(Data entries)
-------
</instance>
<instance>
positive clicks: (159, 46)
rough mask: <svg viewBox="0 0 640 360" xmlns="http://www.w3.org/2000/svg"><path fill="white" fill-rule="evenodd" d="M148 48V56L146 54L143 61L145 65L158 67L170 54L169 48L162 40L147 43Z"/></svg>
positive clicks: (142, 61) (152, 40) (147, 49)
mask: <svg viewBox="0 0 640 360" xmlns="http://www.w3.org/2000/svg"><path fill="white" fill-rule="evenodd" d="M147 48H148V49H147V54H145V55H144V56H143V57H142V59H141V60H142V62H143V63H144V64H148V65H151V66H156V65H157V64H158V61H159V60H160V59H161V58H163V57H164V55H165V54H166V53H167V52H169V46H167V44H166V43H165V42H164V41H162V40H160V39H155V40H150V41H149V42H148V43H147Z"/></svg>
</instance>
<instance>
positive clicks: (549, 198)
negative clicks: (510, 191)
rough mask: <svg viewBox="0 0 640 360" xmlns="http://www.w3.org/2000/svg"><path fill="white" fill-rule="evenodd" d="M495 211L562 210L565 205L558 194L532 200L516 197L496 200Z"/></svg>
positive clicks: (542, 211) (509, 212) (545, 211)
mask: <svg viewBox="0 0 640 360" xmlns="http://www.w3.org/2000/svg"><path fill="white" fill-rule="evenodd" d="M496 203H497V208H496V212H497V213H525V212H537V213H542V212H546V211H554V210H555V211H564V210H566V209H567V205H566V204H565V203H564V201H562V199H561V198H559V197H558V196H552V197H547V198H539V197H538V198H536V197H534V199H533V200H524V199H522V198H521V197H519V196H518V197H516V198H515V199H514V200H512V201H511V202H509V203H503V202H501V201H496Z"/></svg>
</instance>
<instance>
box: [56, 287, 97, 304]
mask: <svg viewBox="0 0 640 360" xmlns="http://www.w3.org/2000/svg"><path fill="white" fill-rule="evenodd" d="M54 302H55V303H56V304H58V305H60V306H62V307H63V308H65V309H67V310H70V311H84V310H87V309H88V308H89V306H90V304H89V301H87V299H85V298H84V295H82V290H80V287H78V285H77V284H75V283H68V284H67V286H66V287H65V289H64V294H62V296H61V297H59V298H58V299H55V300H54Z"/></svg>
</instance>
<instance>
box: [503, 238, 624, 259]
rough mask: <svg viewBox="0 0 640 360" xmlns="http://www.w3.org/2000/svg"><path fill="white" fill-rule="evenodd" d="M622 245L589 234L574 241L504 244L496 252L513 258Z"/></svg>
-------
Can you rewrite the rows starting at the very beginning and ending at the line that contains "positive clicks: (142, 61)", replacing "rough mask" with "coarse mask" and leaving everything else unchanged?

_Answer below:_
</instance>
<instance>
positive clicks: (159, 46)
coarse mask: <svg viewBox="0 0 640 360" xmlns="http://www.w3.org/2000/svg"><path fill="white" fill-rule="evenodd" d="M148 48V56L146 54L143 61L145 65L158 67L170 54L169 48L162 40L147 43Z"/></svg>
positive clicks: (142, 61) (152, 40) (147, 49)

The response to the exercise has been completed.